* [SET EXERCISE]
Copy each of the items below word for word, keeping every line unchanged.

Dataset entries:
-----

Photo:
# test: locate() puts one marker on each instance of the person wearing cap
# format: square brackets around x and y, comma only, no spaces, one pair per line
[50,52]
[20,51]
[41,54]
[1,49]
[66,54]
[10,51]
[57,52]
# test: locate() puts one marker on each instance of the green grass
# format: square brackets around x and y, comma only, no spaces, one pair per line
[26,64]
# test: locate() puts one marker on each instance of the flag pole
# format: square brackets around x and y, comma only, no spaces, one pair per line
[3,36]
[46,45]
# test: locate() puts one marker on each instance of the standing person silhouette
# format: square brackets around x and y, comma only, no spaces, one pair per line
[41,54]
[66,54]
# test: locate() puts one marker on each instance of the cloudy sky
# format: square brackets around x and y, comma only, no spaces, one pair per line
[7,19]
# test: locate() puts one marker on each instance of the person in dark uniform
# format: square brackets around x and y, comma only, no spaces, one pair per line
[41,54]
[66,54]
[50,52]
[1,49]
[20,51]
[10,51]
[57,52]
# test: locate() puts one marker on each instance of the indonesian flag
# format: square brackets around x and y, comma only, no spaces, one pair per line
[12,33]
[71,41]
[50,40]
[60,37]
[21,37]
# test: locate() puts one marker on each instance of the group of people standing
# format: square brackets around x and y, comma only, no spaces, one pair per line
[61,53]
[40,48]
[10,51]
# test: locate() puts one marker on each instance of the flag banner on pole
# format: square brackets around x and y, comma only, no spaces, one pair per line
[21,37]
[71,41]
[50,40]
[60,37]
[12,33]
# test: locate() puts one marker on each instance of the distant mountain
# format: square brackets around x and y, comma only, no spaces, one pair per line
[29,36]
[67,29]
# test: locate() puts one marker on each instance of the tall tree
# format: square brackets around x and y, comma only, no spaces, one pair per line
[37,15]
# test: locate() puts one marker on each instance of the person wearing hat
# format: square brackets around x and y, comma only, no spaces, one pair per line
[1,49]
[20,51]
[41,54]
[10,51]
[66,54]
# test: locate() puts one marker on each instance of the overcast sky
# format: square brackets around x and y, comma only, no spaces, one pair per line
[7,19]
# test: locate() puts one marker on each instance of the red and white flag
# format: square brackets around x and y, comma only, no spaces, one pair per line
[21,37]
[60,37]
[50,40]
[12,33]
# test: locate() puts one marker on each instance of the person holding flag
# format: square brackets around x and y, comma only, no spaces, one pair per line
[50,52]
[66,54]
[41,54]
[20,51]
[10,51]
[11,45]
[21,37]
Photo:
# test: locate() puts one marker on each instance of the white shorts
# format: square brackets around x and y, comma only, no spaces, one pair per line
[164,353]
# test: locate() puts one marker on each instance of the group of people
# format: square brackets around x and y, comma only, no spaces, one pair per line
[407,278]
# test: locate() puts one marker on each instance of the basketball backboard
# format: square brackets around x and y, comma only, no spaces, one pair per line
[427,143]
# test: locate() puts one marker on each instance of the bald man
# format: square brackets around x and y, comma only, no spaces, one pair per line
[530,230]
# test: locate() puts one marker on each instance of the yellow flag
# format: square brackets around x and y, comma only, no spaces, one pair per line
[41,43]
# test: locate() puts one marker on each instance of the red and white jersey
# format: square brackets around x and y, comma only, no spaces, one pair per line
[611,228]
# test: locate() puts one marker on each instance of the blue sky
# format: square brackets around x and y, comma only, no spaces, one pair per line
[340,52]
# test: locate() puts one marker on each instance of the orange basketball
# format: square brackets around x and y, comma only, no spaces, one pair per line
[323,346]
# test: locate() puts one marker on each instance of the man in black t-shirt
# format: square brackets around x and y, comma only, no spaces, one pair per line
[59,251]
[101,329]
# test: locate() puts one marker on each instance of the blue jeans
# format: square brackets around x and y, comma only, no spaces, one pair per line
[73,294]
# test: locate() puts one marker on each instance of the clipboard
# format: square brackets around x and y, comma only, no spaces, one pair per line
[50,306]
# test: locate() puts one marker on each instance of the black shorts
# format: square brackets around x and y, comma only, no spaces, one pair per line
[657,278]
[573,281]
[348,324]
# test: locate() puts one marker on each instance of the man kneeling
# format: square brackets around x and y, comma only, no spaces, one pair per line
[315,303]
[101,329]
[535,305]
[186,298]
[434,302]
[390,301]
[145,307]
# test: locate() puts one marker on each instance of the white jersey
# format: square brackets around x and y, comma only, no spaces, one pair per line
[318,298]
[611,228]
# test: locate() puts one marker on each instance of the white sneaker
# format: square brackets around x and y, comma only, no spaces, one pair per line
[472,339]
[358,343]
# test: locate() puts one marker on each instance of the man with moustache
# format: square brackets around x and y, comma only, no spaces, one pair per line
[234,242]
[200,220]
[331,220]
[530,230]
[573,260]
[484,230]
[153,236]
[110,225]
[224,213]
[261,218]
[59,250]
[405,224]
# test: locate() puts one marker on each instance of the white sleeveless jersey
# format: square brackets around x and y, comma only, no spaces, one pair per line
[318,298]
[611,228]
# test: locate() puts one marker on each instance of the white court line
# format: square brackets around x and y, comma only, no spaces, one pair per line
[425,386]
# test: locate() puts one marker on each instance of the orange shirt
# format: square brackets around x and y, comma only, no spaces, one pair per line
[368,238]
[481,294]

-----

* [WORKED SOLUTION]
Photo:
# test: locate() puts one marker on each instance of the person wearing cap
# format: square brackets around x and y, comma only, no spaces, one pair per line
[50,52]
[20,51]
[41,54]
[1,49]
[66,54]
[10,51]
[57,52]
# test: locate() puts one marker on each instance of the green grass
# format: square brackets around x and y, comma only, no spaces, one pair per line
[26,64]
# test: locate() puts one marker on each instance of the flag pole
# format: square brackets around x and y, comma only, no spaces, one pair per line
[3,36]
[46,45]
# test: locate() puts one marker on each instance of the standing person silhouette
# format: square brackets around x and y, comma only, no spaces, one pair per line
[41,54]
[66,54]
# test: locate() puts one marker on each instance of the cloudy sky
# format: square brackets around x and y, comma only, no spaces, one pair per line
[7,19]
# test: locate() puts one marker on each instance of the person in dark uniform
# format: square brackets around x and y, comma only, no spaces, one pair per line
[41,54]
[66,54]
[50,52]
[1,49]
[20,51]
[10,51]
[57,52]
# test: locate() puts one marker on each instance of the indonesian flag
# format: square brackets around x and y, comma only, no spaces, one pair per line
[12,33]
[71,41]
[50,40]
[60,37]
[21,37]
# test: locate() puts one marker on each instance of the group of people standing
# format: square brackets around x and y, comma only, no spaces, one pair per line
[61,53]
[40,48]
[10,51]
# test: locate() puts one marker on each instance of the flag banner on pole
# format: square brackets around x and y, comma only, no spaces, one pair per line
[21,37]
[71,41]
[50,40]
[60,37]
[12,33]
# test: locate() puts one marker on each instance of the distant mountain
# format: square brackets around x and y, comma only, no spaces, one pair per line
[29,36]
[67,29]
# test: locate() puts one marker on each instance of the tall tree
# format: square brackets around x and y, comma only, no spaces, one pair per line
[37,15]
# test: locate() puts one marker on each instance of the person wearing hat
# format: square brackets around x and y, comma only, no spaces, one pair per line
[1,49]
[20,51]
[41,54]
[10,51]
[66,54]
# test: locate() puts one marker on each instance of the overcast sky
# format: square brackets around x and y, comma only, no spaces, one pair per line
[7,19]
# test: locate() puts one marker on each instance of the red and white flag
# format: square brackets around x and y, comma only, no spaces, one pair per line
[21,37]
[60,37]
[50,40]
[12,33]
# test: locate() puts one marker on each instance of the person holding flag
# format: square brackets around x and y, comma only, no spaces, one pair per line
[50,52]
[66,54]
[41,54]
[20,51]
[10,51]
[11,45]
[21,37]
Photo:
# test: locate() puts one marker on each instance of the white shorts
# format: square brackets around x and y, comma only, no spaces, one pair per line
[164,353]
# test: locate() puts one marker on each instance of the group of people
# format: square brackets around x and y, comma only, no spaces, one pair per line
[407,278]
# test: locate() puts one marker on each instance of the basketball backboard
# format: square brackets around x and y, comma only, no spaces, one pair per line
[427,143]
# test: locate() puts one marker on each instance of the bald man
# format: square brackets around x and y, comma only, no spaces, one pair per line
[530,230]
# test: locate() puts one marker on each instance of the yellow flag
# format: square brackets around x and y, comma only, no spaces, one pair per line
[41,43]
# test: locate() puts one marker on each instance of the red and white jersey
# format: square brackets around x and y, comma only, no spaces, one pair per line
[611,228]
# test: locate() puts one marker on each instance of the blue sky
# format: square brackets around x and y, comma only, no spaces, one pair per line
[340,52]
# test: locate() puts one marker on each instance of the orange basketball
# format: square brackets around x and y, comma only, no spaces, one pair per line
[323,346]
# test: locate() puts one marker on each instance of the man in black t-shirt
# format: square brackets around x and y, comma only, no spaces, one pair per line
[59,251]
[101,329]
# test: locate() puts one marker on each instance of the blue jeans
# format: square brackets around x and y, comma only, no spaces, one pair per line
[73,294]
# test: locate() puts one marker on each instance of the clipboard
# format: square brackets around x and y, comma only, no spaces, one pair per line
[50,306]
# test: locate() puts one marker on each instance of the black shorts
# format: square brackets around x and y, comma only, no spaces, one pair per line
[657,278]
[573,281]
[348,324]
# test: locate() puts one marker on each instance of the man kneeling
# format: square brackets around x and y, comma only, no spaces, one pair per line
[315,303]
[101,329]
[535,305]
[186,298]
[434,302]
[390,301]
[145,307]
# test: locate() puts one marker on each instance of the white jersey
# format: square brackets around x and y, comma only, no spaces, one pair per line
[318,298]
[611,228]
# test: locate() puts one marker on each instance of the white sneaker
# format: square brackets around x and y, comma only, no spaces, one pair per line
[472,339]
[358,343]
# test: locate() puts one marker on each instance of the man with moustache
# format: square brackets around x and y, comma only, no spaces, one pair per line
[234,242]
[200,220]
[331,220]
[530,230]
[573,260]
[484,230]
[153,236]
[110,225]
[224,213]
[261,218]
[59,250]
[405,224]
# test: locate() puts one marker on each instance of the white sleeveless jersey
# format: square brackets around x and y, comma only, no spaces, one pair per line
[318,298]
[611,228]
# test: locate() puts one marker on each instance of the white court line
# format: square brackets around x and y, comma only, no spaces, one pair per line
[425,386]
# test: locate() puts one marker on each instance of the orange shirt
# format: square brackets around x and y, comma only, no spaces, one pair per line
[368,238]
[481,294]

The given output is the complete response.